begin Passage given

Whether originally given as lectures or appearing directly in print, these articles and essays were an attempt to institute, where it was lacking, a public discourse on the nature, and problems, of Toronto art.


Toronto Talk

There is no continuity to art writing or discourse on art in Canada, no tradition to speak of, therefore, no history. But there have been brief moments of efflorescence. I participated in one of those moments of collective discourse when I was a free-lance writer in the Toronto art community from 1977 to the end of 1984, when I became a curator at the Art Gallery of Ontario at the very beginning of 1985. There were conditions that made it ripe, aside from the fact that it was cheaper to live then only working part-time, with the availability eventually of grants for art writing, first from the Canada Council, then the Ontario Arts Council. Magazines paid a pittance, if they did pay at all, so one could not make a living from publishing, only supplement it. Intellectual conditions were ripe too, with the crescendo of translations of French Theory (and the not yet translated, through which I learned to read French) and the Frankfurt School, etc. coinciding with the new phenomenon called postmodernism. Discourse, in part, defined the period. This was the period of Toronto talk.

end Passage given
begin Provided material

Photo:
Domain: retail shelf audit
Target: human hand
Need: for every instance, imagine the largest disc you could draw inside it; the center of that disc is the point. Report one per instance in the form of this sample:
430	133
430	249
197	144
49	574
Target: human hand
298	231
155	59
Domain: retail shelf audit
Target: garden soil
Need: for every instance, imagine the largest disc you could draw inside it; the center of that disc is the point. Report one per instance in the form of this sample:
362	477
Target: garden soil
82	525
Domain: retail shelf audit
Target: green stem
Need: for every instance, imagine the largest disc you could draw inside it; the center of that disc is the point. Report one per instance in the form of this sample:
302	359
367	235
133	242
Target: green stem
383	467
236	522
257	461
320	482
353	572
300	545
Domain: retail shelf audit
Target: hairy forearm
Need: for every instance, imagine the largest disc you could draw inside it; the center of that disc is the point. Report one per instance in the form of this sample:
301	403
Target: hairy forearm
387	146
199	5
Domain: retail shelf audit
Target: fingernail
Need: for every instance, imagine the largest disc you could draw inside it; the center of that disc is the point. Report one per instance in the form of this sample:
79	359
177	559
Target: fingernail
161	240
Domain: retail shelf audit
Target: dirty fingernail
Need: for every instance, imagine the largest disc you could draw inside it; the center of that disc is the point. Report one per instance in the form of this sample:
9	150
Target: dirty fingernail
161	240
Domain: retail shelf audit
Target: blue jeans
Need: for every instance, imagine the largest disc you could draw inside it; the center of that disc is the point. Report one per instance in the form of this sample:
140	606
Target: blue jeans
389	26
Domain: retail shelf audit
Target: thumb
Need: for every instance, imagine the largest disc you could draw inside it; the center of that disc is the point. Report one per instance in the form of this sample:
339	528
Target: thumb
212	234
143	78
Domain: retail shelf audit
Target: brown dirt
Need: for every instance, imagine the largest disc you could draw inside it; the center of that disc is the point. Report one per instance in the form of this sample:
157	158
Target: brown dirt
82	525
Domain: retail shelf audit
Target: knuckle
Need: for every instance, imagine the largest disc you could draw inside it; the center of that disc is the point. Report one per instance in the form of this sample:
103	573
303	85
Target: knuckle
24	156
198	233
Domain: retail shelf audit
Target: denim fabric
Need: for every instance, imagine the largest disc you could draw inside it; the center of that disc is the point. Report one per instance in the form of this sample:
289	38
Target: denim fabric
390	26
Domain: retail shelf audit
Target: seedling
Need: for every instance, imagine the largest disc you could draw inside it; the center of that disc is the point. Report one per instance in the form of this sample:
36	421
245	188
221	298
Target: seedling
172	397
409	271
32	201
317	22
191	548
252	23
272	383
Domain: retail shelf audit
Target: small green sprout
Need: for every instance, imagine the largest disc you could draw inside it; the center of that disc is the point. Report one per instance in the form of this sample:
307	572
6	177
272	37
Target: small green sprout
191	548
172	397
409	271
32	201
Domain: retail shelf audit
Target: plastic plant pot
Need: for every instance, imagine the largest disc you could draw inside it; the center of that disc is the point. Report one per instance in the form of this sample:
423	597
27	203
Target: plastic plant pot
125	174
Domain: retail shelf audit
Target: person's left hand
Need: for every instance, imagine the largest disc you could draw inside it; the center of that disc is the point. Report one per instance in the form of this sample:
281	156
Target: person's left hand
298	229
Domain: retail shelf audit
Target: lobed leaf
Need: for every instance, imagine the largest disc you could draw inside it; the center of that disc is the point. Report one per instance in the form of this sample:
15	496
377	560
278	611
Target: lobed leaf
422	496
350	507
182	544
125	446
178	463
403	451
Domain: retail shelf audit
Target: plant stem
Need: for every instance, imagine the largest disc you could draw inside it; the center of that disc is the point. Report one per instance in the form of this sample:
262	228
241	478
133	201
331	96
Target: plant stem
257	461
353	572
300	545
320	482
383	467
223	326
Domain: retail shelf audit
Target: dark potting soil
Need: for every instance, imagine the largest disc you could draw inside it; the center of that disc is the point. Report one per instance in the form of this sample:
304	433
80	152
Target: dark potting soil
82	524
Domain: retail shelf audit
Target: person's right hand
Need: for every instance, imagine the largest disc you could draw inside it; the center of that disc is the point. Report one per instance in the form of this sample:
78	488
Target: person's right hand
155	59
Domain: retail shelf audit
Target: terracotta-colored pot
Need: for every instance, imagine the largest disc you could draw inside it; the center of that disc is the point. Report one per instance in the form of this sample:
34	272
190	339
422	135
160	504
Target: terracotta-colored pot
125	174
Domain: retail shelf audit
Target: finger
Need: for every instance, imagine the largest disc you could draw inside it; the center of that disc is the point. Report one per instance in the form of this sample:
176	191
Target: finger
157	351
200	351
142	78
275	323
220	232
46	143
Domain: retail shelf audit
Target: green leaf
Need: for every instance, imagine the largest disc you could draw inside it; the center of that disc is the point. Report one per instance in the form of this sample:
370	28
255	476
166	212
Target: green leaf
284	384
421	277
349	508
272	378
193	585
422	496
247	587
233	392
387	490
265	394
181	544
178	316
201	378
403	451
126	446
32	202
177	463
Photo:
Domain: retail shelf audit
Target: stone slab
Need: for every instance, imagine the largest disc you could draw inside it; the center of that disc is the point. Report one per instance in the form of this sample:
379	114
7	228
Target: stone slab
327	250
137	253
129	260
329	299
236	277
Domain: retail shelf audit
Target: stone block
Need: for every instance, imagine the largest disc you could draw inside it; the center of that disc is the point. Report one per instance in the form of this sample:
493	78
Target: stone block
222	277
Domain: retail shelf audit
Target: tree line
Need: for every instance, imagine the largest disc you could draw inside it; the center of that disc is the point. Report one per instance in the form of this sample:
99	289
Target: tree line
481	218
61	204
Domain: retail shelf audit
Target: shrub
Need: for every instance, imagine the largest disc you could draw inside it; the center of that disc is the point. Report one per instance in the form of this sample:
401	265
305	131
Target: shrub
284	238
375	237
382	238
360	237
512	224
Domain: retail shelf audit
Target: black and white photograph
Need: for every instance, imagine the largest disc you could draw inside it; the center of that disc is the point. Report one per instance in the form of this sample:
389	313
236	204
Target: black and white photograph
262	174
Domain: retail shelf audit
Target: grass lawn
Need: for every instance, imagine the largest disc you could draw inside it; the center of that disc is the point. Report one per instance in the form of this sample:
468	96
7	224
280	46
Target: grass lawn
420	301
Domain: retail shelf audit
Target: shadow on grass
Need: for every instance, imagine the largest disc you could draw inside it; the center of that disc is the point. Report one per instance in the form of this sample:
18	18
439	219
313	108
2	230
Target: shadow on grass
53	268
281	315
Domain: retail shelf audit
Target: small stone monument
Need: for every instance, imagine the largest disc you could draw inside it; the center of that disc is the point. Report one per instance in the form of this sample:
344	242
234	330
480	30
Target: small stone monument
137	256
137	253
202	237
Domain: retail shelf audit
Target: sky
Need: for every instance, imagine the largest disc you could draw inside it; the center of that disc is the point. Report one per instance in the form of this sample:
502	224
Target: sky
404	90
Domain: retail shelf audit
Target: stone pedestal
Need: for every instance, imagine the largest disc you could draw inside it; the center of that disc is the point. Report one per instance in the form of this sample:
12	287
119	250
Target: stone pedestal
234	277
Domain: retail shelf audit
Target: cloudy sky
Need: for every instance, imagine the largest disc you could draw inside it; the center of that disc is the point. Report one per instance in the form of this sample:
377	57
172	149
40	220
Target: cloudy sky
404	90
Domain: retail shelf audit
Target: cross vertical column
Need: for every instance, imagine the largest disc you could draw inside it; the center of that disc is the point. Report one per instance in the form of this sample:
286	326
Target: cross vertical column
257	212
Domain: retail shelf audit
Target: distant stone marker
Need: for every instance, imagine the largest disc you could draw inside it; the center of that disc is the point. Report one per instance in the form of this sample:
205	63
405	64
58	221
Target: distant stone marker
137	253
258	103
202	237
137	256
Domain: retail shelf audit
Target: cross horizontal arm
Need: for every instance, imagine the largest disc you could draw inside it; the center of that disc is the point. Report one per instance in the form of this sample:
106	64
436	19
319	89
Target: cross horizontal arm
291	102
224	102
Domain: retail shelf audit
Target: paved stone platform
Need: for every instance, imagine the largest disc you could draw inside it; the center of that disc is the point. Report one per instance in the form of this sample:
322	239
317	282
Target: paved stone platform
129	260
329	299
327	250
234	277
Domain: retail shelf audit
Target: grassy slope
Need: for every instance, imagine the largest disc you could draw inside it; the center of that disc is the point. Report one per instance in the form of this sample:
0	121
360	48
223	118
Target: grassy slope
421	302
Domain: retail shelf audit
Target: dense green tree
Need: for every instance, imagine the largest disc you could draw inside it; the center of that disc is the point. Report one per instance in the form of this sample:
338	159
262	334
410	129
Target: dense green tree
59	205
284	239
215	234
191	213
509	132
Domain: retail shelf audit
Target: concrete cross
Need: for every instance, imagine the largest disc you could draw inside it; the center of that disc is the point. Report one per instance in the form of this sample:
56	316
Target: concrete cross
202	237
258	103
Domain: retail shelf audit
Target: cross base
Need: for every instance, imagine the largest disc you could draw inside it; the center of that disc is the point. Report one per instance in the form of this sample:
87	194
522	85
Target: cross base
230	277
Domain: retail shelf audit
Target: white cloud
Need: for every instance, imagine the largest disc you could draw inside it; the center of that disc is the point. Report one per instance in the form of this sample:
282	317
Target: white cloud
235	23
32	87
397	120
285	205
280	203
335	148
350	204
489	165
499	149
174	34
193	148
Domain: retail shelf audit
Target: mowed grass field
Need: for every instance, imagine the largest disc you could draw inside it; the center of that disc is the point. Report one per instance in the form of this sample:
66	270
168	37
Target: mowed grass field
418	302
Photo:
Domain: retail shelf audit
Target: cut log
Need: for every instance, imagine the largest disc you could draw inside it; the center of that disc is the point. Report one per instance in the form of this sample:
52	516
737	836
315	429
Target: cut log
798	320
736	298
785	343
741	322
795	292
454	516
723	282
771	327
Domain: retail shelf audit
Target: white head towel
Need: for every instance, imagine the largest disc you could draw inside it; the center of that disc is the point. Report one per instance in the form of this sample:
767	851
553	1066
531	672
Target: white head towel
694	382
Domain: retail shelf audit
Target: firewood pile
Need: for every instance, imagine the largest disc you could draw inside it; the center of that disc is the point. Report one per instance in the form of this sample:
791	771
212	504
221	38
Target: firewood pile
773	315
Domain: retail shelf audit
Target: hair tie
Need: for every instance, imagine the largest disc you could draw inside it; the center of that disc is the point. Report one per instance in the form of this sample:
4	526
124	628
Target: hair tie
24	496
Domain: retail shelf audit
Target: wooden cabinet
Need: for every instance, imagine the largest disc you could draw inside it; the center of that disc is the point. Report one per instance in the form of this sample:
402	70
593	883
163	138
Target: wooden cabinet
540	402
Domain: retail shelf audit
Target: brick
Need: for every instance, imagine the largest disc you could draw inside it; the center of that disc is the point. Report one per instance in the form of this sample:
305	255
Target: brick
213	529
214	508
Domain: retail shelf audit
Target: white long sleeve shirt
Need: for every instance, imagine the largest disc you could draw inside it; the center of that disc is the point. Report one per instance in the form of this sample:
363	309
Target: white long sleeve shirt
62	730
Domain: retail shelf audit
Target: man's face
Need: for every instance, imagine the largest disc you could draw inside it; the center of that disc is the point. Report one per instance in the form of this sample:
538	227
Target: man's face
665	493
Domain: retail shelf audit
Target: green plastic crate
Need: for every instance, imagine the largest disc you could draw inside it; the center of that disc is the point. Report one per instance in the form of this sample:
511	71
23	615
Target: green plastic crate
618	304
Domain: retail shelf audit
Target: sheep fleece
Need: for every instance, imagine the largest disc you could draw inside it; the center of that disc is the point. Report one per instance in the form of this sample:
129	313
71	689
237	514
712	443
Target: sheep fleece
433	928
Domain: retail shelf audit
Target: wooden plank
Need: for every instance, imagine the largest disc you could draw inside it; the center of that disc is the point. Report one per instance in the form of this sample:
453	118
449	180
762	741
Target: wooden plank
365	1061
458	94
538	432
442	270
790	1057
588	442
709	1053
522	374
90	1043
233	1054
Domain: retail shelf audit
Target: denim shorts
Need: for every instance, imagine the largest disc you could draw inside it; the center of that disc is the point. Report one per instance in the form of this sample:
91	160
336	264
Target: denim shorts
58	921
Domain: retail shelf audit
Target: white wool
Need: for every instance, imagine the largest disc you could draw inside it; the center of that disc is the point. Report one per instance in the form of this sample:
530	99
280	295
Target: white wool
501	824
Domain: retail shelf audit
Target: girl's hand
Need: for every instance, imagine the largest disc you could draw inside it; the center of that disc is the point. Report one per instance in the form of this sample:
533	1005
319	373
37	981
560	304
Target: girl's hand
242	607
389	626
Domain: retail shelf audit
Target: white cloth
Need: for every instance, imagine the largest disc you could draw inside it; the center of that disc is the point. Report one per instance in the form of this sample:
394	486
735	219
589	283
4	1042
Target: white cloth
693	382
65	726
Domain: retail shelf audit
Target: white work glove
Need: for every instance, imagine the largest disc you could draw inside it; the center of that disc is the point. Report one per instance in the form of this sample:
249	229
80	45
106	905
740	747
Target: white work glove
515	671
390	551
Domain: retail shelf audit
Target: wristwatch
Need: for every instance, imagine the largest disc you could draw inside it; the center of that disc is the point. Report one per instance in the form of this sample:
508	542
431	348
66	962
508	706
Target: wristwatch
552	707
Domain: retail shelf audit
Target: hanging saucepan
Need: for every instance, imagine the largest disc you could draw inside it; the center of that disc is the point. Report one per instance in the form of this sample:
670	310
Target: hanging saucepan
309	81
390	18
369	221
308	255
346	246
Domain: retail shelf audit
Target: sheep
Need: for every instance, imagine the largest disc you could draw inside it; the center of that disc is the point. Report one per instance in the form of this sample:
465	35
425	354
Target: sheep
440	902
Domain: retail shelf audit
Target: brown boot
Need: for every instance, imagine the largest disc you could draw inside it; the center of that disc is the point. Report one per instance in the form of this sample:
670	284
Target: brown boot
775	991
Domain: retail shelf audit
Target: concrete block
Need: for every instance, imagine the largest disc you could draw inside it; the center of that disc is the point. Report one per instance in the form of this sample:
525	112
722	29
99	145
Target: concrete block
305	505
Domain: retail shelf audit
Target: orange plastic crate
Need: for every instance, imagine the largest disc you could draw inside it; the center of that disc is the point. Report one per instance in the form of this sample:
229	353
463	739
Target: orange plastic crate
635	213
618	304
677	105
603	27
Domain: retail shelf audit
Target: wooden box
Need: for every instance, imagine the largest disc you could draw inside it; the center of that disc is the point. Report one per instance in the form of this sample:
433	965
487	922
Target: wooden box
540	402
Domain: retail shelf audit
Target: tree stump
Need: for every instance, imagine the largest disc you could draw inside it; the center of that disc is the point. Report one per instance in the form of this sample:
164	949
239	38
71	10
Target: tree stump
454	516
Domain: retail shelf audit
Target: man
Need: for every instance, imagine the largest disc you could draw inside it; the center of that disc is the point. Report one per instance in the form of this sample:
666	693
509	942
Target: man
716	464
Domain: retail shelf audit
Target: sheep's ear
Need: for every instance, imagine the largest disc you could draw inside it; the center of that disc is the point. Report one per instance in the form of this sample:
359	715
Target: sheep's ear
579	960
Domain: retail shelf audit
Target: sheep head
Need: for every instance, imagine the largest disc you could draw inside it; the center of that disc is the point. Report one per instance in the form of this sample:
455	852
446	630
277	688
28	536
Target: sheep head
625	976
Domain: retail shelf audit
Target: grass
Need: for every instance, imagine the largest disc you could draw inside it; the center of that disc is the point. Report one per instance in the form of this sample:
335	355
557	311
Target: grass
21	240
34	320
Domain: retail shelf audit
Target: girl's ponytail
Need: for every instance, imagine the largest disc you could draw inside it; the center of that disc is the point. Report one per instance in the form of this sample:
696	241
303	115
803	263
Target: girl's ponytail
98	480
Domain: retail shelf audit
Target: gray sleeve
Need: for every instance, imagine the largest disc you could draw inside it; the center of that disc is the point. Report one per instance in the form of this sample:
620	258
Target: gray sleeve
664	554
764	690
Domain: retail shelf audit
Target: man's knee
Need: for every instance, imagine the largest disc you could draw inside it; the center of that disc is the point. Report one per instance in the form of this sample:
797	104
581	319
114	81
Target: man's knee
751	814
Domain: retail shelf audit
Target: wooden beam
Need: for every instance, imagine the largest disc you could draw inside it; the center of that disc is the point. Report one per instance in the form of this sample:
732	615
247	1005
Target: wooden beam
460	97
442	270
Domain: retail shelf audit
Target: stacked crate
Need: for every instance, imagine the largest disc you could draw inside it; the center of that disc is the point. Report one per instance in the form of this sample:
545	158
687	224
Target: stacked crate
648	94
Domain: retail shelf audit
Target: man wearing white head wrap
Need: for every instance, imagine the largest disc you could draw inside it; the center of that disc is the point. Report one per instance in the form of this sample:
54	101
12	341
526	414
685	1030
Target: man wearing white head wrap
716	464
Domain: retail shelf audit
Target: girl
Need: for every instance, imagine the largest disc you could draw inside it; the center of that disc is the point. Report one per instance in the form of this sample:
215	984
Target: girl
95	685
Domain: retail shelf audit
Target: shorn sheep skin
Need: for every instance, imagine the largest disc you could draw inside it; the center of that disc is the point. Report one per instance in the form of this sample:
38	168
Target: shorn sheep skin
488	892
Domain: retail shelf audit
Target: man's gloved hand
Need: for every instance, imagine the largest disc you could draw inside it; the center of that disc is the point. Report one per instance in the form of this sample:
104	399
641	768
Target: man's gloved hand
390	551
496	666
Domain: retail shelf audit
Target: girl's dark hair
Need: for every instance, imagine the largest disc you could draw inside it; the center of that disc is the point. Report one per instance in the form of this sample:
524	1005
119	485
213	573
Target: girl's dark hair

end Provided material

*What is asked*:
**A)** List every institution the Toronto Talk passage names.
**B)** Answer these from the Toronto Talk passage:
(i) Over what span of years did the writer work as a free-lance writer in the Toronto art community?
(ii) What position did the writer take at the very beginning of 1985?
(iii) What does the opening sentence say the articles and essays were an attempt to institute?

*Solved problems*:
**A)**
Art Gallery of Ontario
Canada Council
Ontario Arts Council

**B)**
(i) From 1977 to the end of 1984.
(ii) Curator at the Art Gallery of Ontario.
(iii) A public discourse, where it was lacking, on the nature and problems of Toronto art.